| TASK |
Output the entries verbatim, including every line.

| Entries from a dataset |
┌──

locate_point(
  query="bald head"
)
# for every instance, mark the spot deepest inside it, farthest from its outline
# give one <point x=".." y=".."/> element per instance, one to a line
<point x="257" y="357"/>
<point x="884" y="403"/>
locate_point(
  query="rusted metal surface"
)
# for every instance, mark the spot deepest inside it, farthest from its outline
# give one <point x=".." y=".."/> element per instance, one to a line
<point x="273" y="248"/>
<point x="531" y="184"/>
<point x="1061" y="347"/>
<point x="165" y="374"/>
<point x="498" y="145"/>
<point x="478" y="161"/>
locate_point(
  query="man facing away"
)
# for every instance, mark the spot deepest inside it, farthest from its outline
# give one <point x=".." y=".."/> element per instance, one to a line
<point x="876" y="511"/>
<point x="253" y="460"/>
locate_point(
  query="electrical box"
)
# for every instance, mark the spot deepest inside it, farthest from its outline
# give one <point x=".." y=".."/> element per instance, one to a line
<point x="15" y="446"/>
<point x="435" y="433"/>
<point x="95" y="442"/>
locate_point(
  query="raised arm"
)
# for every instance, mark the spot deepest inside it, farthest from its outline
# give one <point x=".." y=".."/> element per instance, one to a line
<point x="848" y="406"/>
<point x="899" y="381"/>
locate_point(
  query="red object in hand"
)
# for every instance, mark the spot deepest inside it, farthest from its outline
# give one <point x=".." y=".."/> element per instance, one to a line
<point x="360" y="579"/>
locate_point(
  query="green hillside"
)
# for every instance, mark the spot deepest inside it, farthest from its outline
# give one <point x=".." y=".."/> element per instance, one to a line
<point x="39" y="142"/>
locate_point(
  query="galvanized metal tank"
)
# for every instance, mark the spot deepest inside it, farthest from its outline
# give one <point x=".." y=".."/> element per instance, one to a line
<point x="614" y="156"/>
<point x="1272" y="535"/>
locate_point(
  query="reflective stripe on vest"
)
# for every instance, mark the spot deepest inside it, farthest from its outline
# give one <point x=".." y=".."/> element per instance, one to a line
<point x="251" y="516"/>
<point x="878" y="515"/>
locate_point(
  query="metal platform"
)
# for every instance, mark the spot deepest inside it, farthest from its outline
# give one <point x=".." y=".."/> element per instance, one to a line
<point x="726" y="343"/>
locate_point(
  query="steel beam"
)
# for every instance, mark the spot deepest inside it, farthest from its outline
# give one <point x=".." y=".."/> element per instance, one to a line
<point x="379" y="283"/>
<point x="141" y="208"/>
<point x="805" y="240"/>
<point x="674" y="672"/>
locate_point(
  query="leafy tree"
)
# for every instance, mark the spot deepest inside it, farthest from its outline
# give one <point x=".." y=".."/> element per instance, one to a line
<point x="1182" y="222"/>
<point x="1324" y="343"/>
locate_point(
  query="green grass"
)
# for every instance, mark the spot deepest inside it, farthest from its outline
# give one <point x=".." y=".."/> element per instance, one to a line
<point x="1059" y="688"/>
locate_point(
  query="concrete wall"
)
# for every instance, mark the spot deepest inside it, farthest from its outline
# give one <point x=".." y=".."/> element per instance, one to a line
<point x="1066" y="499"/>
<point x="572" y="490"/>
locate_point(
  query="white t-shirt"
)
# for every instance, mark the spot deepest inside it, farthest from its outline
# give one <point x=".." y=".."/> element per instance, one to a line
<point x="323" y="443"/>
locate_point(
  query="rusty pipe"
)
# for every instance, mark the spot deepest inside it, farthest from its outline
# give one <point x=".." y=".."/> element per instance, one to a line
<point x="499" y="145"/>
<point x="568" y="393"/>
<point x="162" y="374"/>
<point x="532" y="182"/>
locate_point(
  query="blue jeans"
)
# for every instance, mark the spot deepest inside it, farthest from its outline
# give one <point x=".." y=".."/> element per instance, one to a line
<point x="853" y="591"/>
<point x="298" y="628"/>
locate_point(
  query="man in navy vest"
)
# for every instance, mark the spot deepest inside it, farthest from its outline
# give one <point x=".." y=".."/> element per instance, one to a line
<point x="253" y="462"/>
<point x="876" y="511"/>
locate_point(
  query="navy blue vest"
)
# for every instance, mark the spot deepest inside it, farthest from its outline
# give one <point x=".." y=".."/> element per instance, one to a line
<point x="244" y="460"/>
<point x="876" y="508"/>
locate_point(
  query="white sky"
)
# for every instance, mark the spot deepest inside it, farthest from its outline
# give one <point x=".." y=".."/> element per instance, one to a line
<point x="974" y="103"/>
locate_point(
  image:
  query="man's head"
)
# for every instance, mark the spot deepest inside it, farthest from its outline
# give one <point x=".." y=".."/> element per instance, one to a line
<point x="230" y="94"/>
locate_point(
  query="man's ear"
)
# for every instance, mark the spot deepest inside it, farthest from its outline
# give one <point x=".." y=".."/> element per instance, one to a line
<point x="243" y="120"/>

└──

| RESULT |
locate_point(
  query="bald head"
)
# for every instance, mark the spot deepest inside it, farthest from its outline
# give one <point x=".." y=".."/> element per instance, one to a line
<point x="257" y="357"/>
<point x="884" y="403"/>
locate_point(
  query="rusted metal surface"
)
# for every instance, mark the spot deepest inside it, farthest from its outline
# give one <point x=".." y=".."/> element per instance, one to a line
<point x="273" y="248"/>
<point x="531" y="184"/>
<point x="1061" y="347"/>
<point x="165" y="374"/>
<point x="498" y="145"/>
<point x="478" y="161"/>
locate_point(
  query="man facing away"
)
# for every instance, mark the spot deepest inside it, farthest from its outline
# give one <point x=".." y=".."/> element per instance, one to a line
<point x="876" y="511"/>
<point x="253" y="460"/>
locate_point(
  query="electrical box"
)
# for every instance, mark the spot deepest inside it, farthest from its outline
# give one <point x=".." y=".."/> element per instance, one to a line
<point x="15" y="446"/>
<point x="435" y="433"/>
<point x="95" y="442"/>
locate_point(
  query="raised arm"
)
# for every instance, mark the spot deepest inside it, farthest from its outline
# give one <point x=".." y=".."/> element per instance, one to a line
<point x="848" y="406"/>
<point x="899" y="381"/>
locate_point(
  query="red object in hand"
)
# for every instance, mark the spot deepest inside it, farthest from its outline
# give one <point x=".." y=".."/> element per instance, one to a line
<point x="360" y="579"/>
locate_point(
  query="green hillside"
)
# for every instance, mark the spot deepest inside it, farthest from its outline
# give one <point x=".." y=".."/> element per instance, one to a line
<point x="39" y="142"/>
locate_point(
  query="galvanized metal tank"
)
# for every instance, mark the spot deepest inside it, farthest from its outline
# give one <point x=".." y=".."/> element per instance, one to a line
<point x="614" y="156"/>
<point x="1272" y="535"/>
locate_point(
  query="reflective stripe on vest"
)
# for every instance, mark the spot deepest inside it, farthest from its outline
# give one <point x=".." y=".."/> element per instance, one to a line
<point x="251" y="516"/>
<point x="878" y="515"/>
locate_point(
  query="metal platform"
)
# for every instance, mark the spot deepest inside it, farthest from its outline
# give one <point x=".." y=".."/> element per instance, one to a line
<point x="726" y="343"/>
locate_point(
  query="steel beam"
)
# for every instance, mark the spot deepest inside it, farthest from its outline
# give one <point x=".." y=".."/> element per instance, one to a line
<point x="379" y="283"/>
<point x="141" y="208"/>
<point x="805" y="240"/>
<point x="674" y="672"/>
locate_point(
  query="leafy tree"
)
# for every instance, mark the spot deepest inside it, farthest from its outline
# give one <point x=".." y=".."/> element per instance, one to a line
<point x="1182" y="222"/>
<point x="1324" y="343"/>
locate_point(
  query="green grass"
)
# for every instance, mark the spot deepest inside it, farthest from its outline
# give one <point x=".." y=".."/> element per instance, one to a line
<point x="1059" y="688"/>
locate_point(
  query="concrete wall"
)
# for every instance, mark the spot deepest inside it, farthest from its outline
# give one <point x=".." y=".."/> element per instance, one to a line
<point x="1066" y="499"/>
<point x="572" y="490"/>
locate_point(
  query="white t-shirt"
)
# for every instance, mark the spot deepest inside it, farthest from its outline
# give one <point x=".." y=".."/> element per instance, one to a line
<point x="323" y="443"/>
locate_point(
  query="rusty pipe"
)
# for every instance, mark the spot deepest inside it, farthest from its outline
# give one <point x=".." y=".."/> element per instance, one to a line
<point x="499" y="145"/>
<point x="568" y="393"/>
<point x="162" y="374"/>
<point x="532" y="182"/>
locate_point(
  query="blue jeans"
)
# for every instance, mark the spot deepest inside it, farthest from its outline
# give one <point x=".." y=".."/> element per instance, one to a line
<point x="853" y="591"/>
<point x="298" y="628"/>
locate_point(
  query="man in navy vest"
)
# for every instance, mark the spot deepest inside it, farthest from its outline
# give one <point x=".." y=".."/> element per instance, one to a line
<point x="253" y="462"/>
<point x="876" y="511"/>
locate_point(
  query="navy blue vest"
)
# for every instance, mark the spot deepest inside it, farthest from its outline
# give one <point x=".." y=".."/> element per instance, one to a line
<point x="244" y="460"/>
<point x="876" y="508"/>
locate_point(
  query="white sky"
)
# for every instance, mark the spot deepest inside it, farthest from its outline
# give one <point x=".." y=".."/> element per instance, one to a line
<point x="974" y="103"/>
locate_point(
  image:
  query="man's head"
)
# for every instance, mark the spot deepest inside it, farthest from its outline
# give one <point x=".." y=".."/> element per instance, one to a line
<point x="230" y="94"/>
locate_point(
  query="man's ear"
)
# for every instance, mark the spot deepest inside it, farthest from its outline
# give one <point x=".." y=".."/> element per instance, one to a line
<point x="243" y="120"/>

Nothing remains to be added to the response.